Image point grounding data:
━━━━━━━━
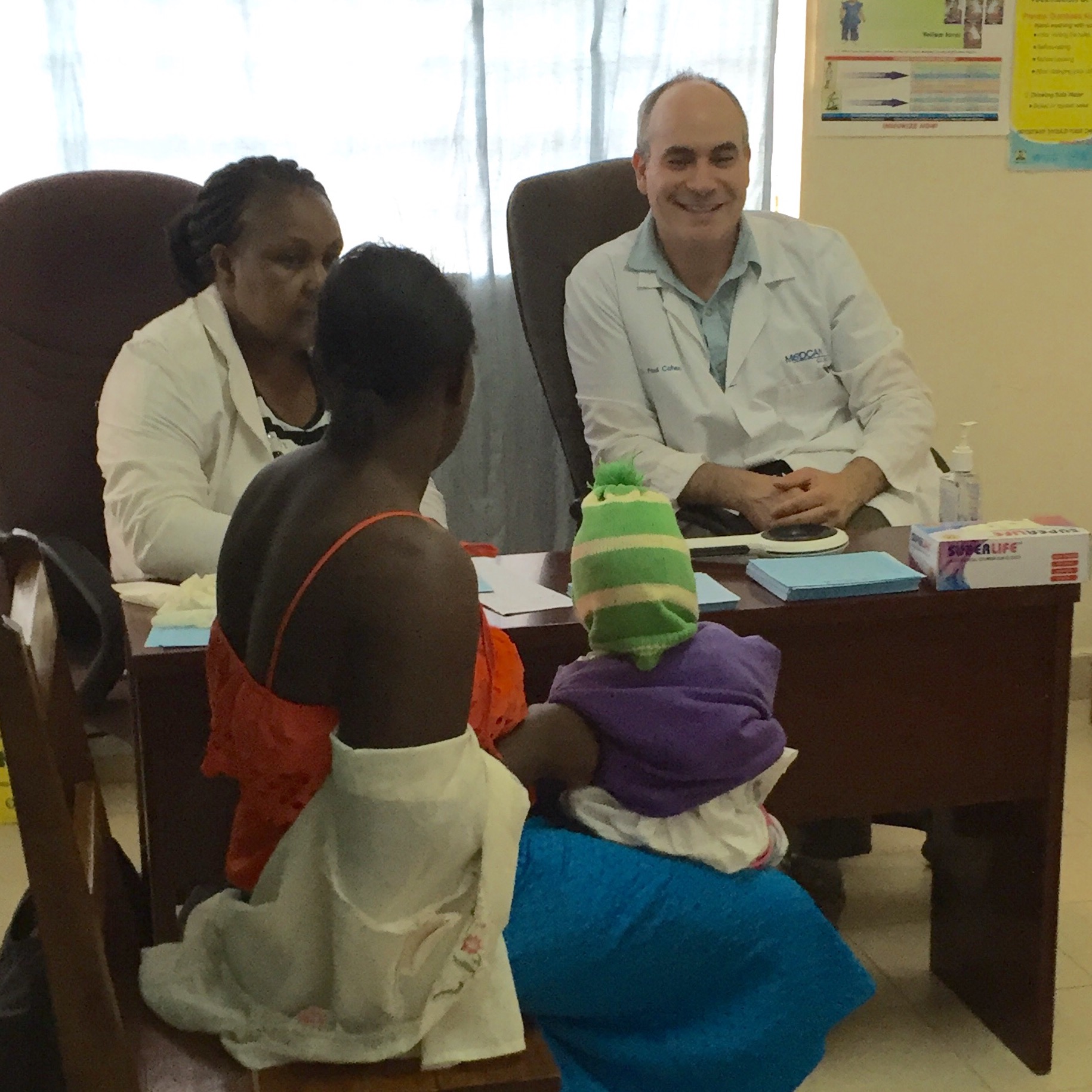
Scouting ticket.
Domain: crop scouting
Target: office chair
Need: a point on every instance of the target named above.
(83, 263)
━━━━━━━━
YOUR INSTRUCTIONS: Exactly reproduce each entry, but drop the pictures.

TASK OUTPUT:
Scouting ticket.
Domain: crop scouting
Target: office chair
Need: a point on every instance of the target named above.
(83, 263)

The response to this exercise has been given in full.